What you need to do: Output all entries exactly as they appear and skip the pictures.

========================================================================

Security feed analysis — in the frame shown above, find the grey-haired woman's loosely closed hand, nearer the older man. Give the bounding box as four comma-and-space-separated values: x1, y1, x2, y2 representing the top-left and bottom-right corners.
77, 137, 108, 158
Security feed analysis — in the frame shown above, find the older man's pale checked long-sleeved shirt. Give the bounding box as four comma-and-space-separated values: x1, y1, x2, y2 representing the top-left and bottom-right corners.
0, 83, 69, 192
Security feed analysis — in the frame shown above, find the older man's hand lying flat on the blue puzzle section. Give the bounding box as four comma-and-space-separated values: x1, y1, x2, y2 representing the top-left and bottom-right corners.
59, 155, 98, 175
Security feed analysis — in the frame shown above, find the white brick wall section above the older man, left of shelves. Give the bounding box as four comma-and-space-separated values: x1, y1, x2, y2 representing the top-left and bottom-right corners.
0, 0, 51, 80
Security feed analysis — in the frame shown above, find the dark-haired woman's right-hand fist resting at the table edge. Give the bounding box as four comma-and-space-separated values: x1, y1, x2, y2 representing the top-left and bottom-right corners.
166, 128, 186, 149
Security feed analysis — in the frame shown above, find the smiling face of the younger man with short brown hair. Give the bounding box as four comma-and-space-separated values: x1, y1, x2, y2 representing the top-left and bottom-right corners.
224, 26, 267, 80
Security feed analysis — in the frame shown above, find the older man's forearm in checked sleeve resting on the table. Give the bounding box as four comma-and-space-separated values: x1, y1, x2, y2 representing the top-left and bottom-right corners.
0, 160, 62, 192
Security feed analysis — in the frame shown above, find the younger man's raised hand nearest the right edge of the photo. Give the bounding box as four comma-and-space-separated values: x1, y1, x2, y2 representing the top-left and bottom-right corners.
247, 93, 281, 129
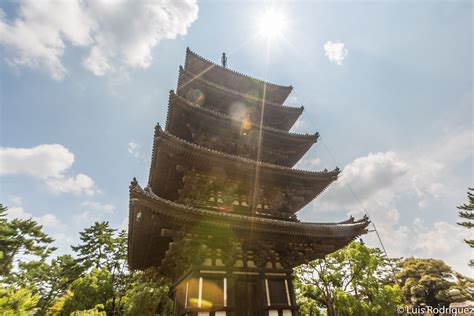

========================================================================

Output below:
Security feed analysis — in the frame shown above, find the grey-haired woman's loosely closed hand, nearer the older man. Give the bounding box as four comma-and-space-separated values: x1, y1, x2, y2 representing the top-left and bottom-right corners.
77, 137, 108, 158
Security feed analysis — in the frame shown above, find the older man's pale checked long-sleeved shirt. Give the bounding box as four comma-and-space-separated values: x1, y1, x2, y2 representing the top-left and bottom-right corners.
0, 83, 69, 192
Security feed analysis — in the frame shown above, find the older man's hand lying flat on the blue puzzle section. Give the bounding box as four comma-and-space-separated values: x1, y1, x2, y2 representing the top-left and bottom-right corners.
59, 155, 98, 175
Security feed analysis — in the frame shown above, find the white brick wall section above the older man, left of shelves. Give the bounding box as four comma-and-space-separated values: x1, y1, x2, y2 representing the top-left and bottom-right corners.
0, 0, 51, 80
Security feed analysis — in the frame shown above, find the dark-haired woman's right-hand fist resting at the table edge. Give the bounding box as four comma-and-space-separated values: x1, y1, x2, y2 representing the top-left and bottom-right corners.
166, 128, 186, 149
Security feed analysis — in the frame shown above, find the smiling face of the younger man with short brown hair. Give the bounding box as four comma-and-space-separated values: x1, y1, x2, y2 representing the top-left and bottom-right corners.
224, 26, 267, 80
Security feed analysis — in the frame shown above, find the older man's forearm in checked sleeve resting on the table. Give the bounding box as four comma-and-space-separated values: x1, y1, x2, y2 representing the top-left and bottom-right corners.
0, 160, 62, 192
Security feed analysis — in the frame shown above, find the younger man's raised hand nearest the right edge of the photo. Give the bounding box as four comma-and-space-separated values: x1, y1, x2, y2 representing the top-left and bottom-right corners.
247, 93, 281, 129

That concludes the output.